## YOUR INSTRUCTIONS
Every line below that holds "target" must be copied.

## PROVIDED MATERIAL
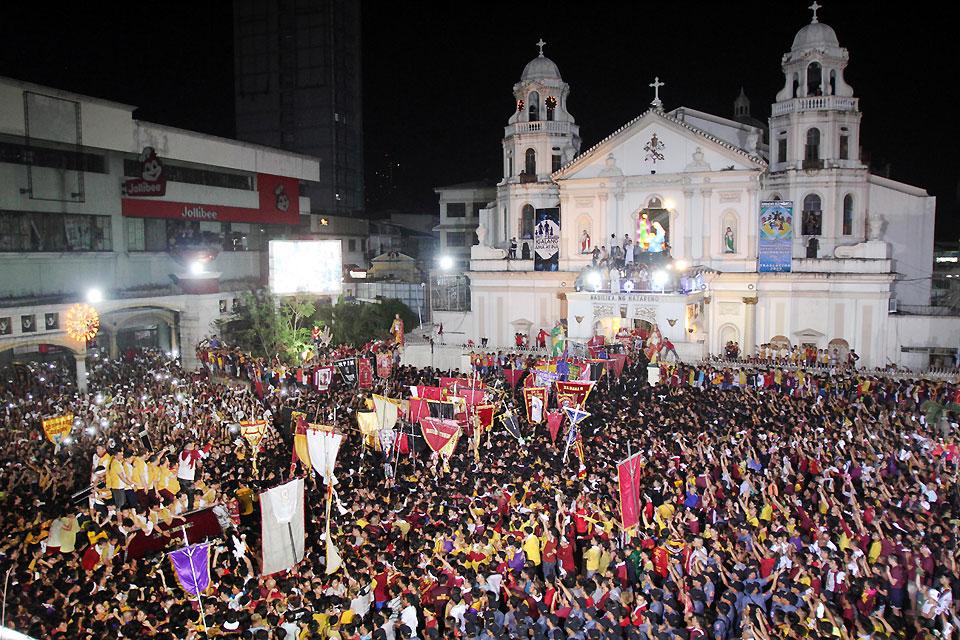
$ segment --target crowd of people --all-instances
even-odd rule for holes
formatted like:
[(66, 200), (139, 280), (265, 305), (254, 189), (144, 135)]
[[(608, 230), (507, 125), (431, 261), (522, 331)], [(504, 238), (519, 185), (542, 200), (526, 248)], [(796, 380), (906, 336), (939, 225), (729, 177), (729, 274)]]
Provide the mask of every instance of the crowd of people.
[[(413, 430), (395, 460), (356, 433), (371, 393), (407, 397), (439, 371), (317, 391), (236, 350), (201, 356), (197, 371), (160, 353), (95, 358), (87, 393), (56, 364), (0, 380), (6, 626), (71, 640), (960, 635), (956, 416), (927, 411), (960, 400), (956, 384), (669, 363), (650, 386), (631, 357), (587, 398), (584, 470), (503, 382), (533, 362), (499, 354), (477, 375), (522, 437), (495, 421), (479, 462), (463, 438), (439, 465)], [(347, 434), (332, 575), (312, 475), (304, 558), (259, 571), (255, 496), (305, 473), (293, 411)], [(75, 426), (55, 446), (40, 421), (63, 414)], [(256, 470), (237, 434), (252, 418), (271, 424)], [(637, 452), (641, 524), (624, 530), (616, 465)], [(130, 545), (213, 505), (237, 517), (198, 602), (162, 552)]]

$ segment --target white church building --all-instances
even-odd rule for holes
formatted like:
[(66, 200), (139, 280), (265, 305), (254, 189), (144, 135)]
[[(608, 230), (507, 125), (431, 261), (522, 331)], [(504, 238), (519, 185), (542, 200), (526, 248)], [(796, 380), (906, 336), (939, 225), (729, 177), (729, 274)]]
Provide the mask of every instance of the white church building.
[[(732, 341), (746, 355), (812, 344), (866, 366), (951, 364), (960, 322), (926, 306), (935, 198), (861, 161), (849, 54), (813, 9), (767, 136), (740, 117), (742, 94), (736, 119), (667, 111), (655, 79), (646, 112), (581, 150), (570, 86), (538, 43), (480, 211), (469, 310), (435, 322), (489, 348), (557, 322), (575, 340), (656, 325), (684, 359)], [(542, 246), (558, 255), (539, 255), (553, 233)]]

...

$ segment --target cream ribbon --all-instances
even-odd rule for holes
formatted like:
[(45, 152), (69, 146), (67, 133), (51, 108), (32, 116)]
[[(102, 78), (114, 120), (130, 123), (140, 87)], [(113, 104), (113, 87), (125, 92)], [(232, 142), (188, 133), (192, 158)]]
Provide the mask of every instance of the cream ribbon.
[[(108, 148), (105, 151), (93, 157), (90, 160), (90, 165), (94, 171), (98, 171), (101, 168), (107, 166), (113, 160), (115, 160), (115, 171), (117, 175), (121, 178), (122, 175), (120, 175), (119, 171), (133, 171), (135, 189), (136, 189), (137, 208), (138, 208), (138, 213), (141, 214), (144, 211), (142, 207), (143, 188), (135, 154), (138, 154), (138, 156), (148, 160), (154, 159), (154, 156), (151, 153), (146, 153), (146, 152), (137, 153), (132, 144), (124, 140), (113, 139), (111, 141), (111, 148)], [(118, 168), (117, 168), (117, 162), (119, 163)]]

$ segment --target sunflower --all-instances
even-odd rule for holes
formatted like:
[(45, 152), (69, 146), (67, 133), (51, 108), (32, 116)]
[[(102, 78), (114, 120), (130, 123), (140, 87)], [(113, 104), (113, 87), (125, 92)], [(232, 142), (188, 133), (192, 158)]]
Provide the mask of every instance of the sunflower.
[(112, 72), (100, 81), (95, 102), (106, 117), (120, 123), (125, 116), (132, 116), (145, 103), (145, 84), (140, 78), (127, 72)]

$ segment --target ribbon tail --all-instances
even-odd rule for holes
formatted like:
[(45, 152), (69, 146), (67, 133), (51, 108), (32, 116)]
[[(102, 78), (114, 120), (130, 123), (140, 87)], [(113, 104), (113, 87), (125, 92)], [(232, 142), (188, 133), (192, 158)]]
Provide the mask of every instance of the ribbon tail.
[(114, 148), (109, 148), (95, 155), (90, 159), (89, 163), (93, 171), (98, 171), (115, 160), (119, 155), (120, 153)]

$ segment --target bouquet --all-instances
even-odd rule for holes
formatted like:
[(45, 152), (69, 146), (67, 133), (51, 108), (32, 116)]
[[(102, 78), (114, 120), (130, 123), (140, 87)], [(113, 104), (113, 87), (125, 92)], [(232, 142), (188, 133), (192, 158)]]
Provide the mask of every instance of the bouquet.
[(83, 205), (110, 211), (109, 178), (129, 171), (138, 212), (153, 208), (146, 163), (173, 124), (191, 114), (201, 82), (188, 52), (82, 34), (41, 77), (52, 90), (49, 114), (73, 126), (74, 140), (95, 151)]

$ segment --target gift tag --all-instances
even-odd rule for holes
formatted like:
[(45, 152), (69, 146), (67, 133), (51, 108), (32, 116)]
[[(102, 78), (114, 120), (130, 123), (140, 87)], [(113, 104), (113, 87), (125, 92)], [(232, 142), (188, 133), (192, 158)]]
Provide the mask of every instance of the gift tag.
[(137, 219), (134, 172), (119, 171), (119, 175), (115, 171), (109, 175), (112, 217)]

## EXERCISE RESULT
$ segment --target crowd of people --all-instances
$ segment --target white church building --all-instances
$ segment --target cream ribbon --all-instances
$ segment --target sunflower --all-instances
$ segment --target ribbon tail --all-instances
$ segment --target bouquet --all-instances
$ segment --target gift tag --all-instances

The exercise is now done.